[Exercises to complete]
A) According to the article on Pittsburgh's job growth, how many net new jobs did the education and health care sectors create in the Pittsburgh Region between March 2007 and March 2008?
B) List every percentage figure that appears in the article on Pittsburgh's job growth.
C) Reproduce everything in the article on Pittsburgh's job growth from "Resisting the Recession" down to "our benchmark regions.".
*** Opening Given text ***
Resisting the Recession in Pittsburgh (by Harold D. Miller)
Although the economic recession has caused a dramatic drop in the rate of job growth nationally over the past six months, job growth in the Pittsburgh Region has remained remarkably stable. The number of jobs here increased by 0.74% between the first quarter of 2007 and the first quarter of 2008, which was exactly the same as our job growth rate from 2006 to 2007. In contrast, the national job growth rate so far this year was less than half the rate last year (0.55% during the first quarter of 2008, versus 1.13% for 2007). In fact, you may be surprised to learn that jobs are now growing faster in the Pittsburgh Region than the U.S. as a whole and faster than many of our benchmark regions.
A major reason is that more than one out of every five of our jobs is in higher education or health care, and those are sectors that typically don’t decline in a recession. Between March 2007 and March 2008, the education and health care sectors created 5,000 net new jobs in the Pittsburgh Region, which was more than any year since 2002. We have the highest proportion of jobs in education and health care of any of our benchmark regions (and second highest among the top 40 regions, after Providence), making us more resistant to recessionary downturns than other communities.
*** Closing Given text ***
*** Opening Data provided ***
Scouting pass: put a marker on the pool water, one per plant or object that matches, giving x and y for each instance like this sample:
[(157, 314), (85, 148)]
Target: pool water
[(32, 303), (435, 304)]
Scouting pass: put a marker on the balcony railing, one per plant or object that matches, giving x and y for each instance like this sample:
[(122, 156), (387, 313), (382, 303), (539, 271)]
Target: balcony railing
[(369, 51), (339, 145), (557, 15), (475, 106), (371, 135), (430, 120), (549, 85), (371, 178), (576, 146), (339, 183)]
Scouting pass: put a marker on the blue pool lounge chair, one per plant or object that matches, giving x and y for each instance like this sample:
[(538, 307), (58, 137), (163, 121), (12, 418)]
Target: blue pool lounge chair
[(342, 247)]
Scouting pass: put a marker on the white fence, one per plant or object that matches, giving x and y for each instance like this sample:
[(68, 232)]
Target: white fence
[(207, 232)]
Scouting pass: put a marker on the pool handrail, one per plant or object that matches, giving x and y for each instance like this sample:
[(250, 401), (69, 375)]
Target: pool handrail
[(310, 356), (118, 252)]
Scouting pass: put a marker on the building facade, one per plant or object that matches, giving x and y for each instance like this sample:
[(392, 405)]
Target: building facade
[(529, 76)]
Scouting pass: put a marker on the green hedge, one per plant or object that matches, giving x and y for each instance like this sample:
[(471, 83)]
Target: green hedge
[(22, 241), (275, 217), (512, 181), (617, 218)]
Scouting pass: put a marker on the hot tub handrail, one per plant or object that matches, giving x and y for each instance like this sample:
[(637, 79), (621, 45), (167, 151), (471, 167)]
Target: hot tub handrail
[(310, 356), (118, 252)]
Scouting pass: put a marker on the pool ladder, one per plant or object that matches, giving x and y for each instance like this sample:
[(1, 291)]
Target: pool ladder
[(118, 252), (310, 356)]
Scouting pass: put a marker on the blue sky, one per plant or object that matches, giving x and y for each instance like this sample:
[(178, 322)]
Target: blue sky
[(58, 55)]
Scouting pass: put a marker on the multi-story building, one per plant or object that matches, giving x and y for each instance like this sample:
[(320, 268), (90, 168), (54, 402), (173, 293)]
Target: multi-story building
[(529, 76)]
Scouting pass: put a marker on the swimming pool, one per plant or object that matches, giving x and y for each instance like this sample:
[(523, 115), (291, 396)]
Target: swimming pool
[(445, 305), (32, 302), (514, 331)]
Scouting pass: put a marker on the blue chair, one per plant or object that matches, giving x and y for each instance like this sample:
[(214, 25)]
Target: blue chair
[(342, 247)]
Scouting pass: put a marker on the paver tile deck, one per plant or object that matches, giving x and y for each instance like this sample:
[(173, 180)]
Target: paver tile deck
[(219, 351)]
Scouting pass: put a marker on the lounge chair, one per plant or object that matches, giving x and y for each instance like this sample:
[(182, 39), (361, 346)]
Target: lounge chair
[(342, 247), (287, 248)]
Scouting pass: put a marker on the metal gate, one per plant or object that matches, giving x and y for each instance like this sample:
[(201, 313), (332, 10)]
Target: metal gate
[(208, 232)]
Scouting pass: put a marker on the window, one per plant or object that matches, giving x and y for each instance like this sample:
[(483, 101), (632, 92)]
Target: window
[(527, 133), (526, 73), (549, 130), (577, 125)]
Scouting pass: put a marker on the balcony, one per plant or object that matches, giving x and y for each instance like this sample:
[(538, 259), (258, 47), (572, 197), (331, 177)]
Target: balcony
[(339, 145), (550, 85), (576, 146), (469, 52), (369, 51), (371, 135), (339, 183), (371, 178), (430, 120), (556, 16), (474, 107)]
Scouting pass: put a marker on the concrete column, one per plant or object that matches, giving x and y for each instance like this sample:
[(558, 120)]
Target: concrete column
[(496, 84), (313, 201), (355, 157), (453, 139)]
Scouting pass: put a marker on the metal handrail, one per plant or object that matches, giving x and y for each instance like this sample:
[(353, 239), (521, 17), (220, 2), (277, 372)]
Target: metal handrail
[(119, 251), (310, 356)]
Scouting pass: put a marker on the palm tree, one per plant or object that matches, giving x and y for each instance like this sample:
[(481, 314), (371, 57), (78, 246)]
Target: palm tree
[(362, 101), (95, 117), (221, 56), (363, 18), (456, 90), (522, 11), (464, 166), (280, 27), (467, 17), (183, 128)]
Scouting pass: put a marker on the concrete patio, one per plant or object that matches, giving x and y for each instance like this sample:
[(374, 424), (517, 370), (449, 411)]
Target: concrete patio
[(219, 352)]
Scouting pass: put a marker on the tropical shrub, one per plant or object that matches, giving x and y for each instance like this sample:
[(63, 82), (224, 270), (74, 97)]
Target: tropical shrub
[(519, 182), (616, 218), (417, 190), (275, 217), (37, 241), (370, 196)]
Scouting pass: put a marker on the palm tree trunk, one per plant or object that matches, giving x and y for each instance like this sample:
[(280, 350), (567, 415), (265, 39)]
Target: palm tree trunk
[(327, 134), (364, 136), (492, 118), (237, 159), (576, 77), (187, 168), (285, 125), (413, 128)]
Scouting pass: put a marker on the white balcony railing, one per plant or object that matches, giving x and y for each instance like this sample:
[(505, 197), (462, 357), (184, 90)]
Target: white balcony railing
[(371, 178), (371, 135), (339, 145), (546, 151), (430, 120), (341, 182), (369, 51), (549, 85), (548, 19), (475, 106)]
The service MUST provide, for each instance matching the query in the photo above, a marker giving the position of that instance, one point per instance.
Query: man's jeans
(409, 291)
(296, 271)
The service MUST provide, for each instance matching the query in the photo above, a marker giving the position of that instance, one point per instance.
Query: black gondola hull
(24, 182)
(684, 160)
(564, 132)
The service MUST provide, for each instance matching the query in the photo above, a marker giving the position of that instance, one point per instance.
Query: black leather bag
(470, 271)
*** Closing Data provided ***
[Answers to the exercise]
A) They created 5,000 net new jobs.

B) 0.74%, 0.55%, 1.13%

C)
Resisting the Recession in Pittsburgh (by Harold D. Miller)
Although the economic recession has caused a dramatic drop in the rate of job growth nationally over the past six months, job growth in the Pittsburgh Region has remained remarkably stable. The number of jobs here increased by 0.74% between the first quarter of 2007 and the first quarter of 2008, which was exactly the same as our job growth rate from 2006 to 2007. In contrast, the national job growth rate so far this year was less than half the rate last year (0.55% during the first quarter of 2008, versus 1.13% for 2007). In fact, you may be surprised to learn that jobs are now growing faster in the Pittsburgh Region than the U.S. as a whole and faster than many of our benchmark regions.